- [Exercise prompt] Pull out every line below that contains the word "emblem", and copy each one unchanged.

-.-.-

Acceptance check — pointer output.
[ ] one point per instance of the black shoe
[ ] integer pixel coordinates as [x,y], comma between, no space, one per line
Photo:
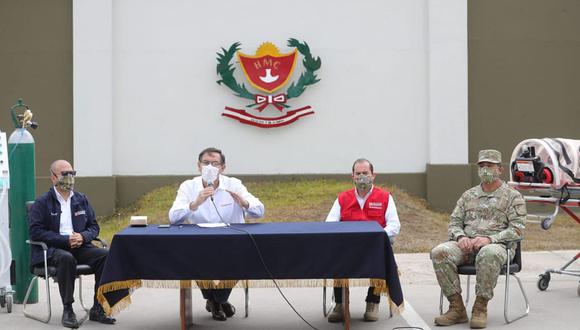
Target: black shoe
[97,314]
[229,309]
[69,318]
[217,312]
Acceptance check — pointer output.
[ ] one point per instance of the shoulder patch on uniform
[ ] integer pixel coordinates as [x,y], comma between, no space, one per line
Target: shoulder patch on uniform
[520,209]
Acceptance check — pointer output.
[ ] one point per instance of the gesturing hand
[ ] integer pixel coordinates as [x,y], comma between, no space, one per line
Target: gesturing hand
[201,198]
[242,202]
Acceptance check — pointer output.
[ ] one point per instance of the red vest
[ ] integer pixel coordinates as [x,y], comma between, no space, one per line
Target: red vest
[374,208]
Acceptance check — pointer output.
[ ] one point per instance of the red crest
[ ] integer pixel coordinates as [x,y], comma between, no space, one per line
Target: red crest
[268,70]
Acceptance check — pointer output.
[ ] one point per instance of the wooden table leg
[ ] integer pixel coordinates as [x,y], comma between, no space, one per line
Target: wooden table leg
[346,306]
[185,308]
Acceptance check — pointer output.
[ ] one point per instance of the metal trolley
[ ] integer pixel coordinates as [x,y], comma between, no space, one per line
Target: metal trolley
[547,171]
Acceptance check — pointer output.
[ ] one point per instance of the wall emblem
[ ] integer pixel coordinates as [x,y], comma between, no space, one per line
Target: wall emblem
[267,72]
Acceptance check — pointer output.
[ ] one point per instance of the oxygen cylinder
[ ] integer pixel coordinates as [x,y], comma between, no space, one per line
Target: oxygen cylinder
[22,189]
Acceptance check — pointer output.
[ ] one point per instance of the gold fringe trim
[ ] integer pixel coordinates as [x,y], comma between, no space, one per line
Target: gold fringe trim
[380,285]
[131,285]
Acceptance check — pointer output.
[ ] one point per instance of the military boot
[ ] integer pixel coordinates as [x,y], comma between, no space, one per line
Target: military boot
[456,312]
[479,313]
[337,314]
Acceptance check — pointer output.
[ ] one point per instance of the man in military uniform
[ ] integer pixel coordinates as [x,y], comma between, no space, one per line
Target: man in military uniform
[486,216]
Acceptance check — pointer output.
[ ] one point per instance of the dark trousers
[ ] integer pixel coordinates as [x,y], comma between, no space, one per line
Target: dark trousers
[66,262]
[371,297]
[218,295]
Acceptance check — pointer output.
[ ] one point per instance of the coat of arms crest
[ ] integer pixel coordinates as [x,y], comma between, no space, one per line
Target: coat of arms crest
[268,71]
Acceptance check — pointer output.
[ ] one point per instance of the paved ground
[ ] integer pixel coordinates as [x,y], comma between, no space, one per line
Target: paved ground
[556,308]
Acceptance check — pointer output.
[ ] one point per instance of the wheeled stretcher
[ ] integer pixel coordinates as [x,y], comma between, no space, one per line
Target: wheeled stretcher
[547,171]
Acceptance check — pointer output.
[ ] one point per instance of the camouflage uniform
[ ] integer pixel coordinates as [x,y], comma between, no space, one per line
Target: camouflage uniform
[499,215]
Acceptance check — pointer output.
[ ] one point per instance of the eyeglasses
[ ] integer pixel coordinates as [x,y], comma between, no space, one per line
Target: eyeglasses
[65,173]
[214,163]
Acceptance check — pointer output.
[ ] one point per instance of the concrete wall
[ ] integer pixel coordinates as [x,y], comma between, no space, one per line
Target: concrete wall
[523,82]
[389,69]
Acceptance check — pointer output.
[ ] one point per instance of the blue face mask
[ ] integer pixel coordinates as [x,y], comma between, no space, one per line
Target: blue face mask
[66,182]
[488,174]
[363,182]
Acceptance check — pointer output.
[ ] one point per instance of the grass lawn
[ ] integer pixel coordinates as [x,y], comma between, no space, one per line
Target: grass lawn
[310,200]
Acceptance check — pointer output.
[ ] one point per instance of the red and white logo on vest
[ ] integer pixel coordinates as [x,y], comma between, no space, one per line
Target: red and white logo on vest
[267,71]
[375,205]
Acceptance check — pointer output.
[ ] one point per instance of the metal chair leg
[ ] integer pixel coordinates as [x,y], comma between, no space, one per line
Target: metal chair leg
[441,302]
[81,295]
[247,299]
[326,311]
[506,300]
[467,289]
[45,319]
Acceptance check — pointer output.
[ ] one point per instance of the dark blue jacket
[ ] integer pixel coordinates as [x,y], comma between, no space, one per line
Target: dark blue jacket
[44,224]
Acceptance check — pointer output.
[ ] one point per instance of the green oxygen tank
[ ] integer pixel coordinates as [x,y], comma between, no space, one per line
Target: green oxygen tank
[22,189]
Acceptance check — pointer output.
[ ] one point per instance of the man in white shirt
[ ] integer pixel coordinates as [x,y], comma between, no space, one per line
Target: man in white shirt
[214,198]
[363,203]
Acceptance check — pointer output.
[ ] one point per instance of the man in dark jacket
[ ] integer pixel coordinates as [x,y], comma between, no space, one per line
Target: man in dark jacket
[65,221]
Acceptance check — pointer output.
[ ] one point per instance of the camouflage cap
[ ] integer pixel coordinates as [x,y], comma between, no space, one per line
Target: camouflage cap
[489,155]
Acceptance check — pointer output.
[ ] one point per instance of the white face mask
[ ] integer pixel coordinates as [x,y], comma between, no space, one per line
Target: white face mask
[209,173]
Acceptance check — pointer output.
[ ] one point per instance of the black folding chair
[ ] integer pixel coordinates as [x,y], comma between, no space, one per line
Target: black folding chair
[510,268]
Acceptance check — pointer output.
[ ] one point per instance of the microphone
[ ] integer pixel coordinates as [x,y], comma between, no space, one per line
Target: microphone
[210,184]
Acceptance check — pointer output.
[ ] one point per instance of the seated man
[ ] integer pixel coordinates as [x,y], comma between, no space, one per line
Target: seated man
[486,216]
[362,203]
[65,221]
[214,197]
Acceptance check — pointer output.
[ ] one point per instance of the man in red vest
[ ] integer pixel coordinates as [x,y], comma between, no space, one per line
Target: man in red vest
[363,203]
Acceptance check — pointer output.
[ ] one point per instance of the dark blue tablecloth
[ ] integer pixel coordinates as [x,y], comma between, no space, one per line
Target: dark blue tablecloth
[295,250]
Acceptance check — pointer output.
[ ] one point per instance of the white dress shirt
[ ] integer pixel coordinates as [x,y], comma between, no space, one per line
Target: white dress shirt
[65,215]
[392,218]
[229,210]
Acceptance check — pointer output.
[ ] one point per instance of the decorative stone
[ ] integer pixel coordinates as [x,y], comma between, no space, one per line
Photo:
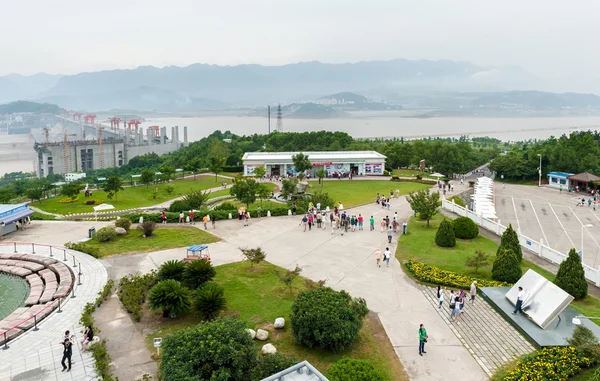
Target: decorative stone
[279,323]
[268,349]
[262,335]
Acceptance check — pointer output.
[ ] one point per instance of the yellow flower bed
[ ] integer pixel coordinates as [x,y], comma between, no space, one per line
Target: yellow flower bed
[435,275]
[549,364]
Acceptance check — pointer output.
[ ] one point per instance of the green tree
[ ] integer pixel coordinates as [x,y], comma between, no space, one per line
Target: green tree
[326,318]
[321,174]
[35,194]
[571,276]
[147,177]
[480,259]
[506,267]
[113,186]
[445,236]
[216,350]
[71,189]
[245,190]
[301,164]
[170,297]
[424,202]
[510,240]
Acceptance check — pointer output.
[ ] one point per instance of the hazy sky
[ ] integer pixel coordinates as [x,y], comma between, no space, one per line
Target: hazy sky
[554,39]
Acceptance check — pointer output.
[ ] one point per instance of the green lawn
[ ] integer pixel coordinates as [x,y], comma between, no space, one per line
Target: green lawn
[257,297]
[356,192]
[420,245]
[133,197]
[162,238]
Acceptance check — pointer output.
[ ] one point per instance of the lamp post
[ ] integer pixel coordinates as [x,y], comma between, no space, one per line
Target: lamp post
[540,171]
[582,227]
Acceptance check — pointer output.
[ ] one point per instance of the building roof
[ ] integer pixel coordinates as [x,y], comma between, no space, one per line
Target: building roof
[562,175]
[314,156]
[584,177]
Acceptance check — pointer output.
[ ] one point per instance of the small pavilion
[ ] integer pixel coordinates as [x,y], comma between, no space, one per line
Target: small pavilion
[585,182]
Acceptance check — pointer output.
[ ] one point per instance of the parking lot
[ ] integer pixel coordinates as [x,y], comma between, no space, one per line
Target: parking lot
[546,214]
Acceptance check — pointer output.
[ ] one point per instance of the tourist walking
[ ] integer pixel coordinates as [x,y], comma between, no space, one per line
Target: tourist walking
[422,339]
[473,291]
[520,298]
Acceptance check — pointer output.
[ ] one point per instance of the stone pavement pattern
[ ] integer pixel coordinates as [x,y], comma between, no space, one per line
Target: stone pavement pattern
[490,339]
[36,355]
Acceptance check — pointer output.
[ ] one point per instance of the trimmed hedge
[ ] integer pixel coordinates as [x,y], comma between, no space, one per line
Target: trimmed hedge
[435,275]
[465,228]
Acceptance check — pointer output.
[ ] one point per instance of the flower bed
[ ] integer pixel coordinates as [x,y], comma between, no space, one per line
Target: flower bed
[435,275]
[549,364]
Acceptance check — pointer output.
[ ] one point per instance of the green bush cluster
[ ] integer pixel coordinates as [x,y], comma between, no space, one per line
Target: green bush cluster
[465,228]
[571,276]
[106,234]
[327,318]
[348,369]
[124,223]
[133,289]
[444,236]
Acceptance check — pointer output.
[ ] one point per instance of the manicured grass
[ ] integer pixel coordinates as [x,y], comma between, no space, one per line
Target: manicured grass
[420,245]
[356,192]
[162,238]
[257,297]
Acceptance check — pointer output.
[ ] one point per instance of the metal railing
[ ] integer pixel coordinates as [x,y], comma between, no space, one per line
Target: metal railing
[37,249]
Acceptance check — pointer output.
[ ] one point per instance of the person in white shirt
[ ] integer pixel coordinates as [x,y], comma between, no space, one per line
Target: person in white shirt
[520,298]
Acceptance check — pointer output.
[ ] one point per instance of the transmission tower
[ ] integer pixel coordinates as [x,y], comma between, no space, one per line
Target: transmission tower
[279,119]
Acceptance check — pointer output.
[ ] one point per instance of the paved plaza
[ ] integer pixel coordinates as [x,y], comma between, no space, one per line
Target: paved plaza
[545,214]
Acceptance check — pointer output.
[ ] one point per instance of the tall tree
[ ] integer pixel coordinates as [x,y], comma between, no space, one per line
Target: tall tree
[113,186]
[301,164]
[424,202]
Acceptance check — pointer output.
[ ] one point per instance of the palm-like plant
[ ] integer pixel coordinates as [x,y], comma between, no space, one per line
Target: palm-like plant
[210,300]
[198,272]
[171,270]
[170,297]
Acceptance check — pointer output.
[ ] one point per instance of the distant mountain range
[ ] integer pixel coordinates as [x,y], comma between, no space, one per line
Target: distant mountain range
[202,86]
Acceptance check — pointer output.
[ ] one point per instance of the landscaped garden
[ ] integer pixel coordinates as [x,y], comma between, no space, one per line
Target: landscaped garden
[356,192]
[252,296]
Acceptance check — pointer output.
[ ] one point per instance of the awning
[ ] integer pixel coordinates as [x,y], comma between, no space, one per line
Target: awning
[15,217]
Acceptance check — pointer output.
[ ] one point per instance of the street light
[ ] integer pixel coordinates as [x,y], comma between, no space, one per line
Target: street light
[583,226]
[540,170]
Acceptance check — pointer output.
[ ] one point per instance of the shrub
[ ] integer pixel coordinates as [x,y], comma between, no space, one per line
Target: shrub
[571,276]
[510,240]
[198,272]
[445,237]
[147,227]
[171,270]
[133,289]
[84,248]
[348,369]
[269,365]
[106,234]
[465,228]
[179,206]
[549,364]
[506,267]
[216,350]
[124,223]
[327,318]
[170,297]
[435,275]
[210,301]
[586,343]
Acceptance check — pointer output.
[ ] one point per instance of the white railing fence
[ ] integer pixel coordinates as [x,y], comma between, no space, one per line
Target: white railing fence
[543,251]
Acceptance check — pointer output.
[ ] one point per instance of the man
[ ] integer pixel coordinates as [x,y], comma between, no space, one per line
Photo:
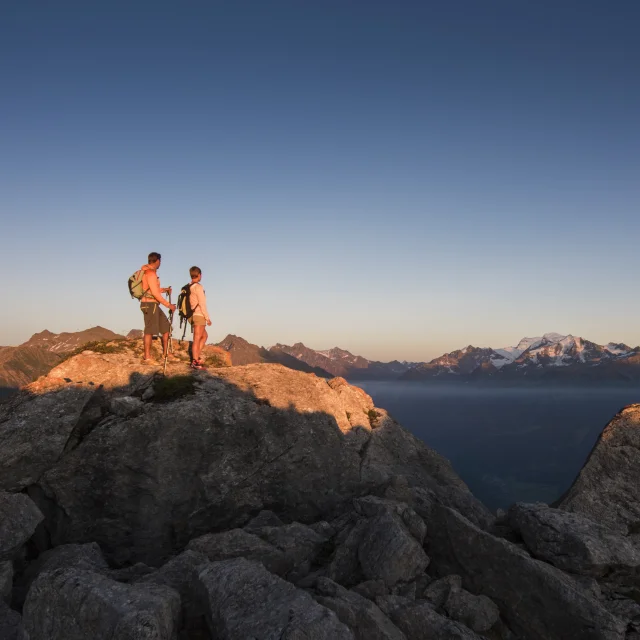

-.-.-

- [Output of the task]
[ ] one point per instance of the wall emblem
Target: wall emblem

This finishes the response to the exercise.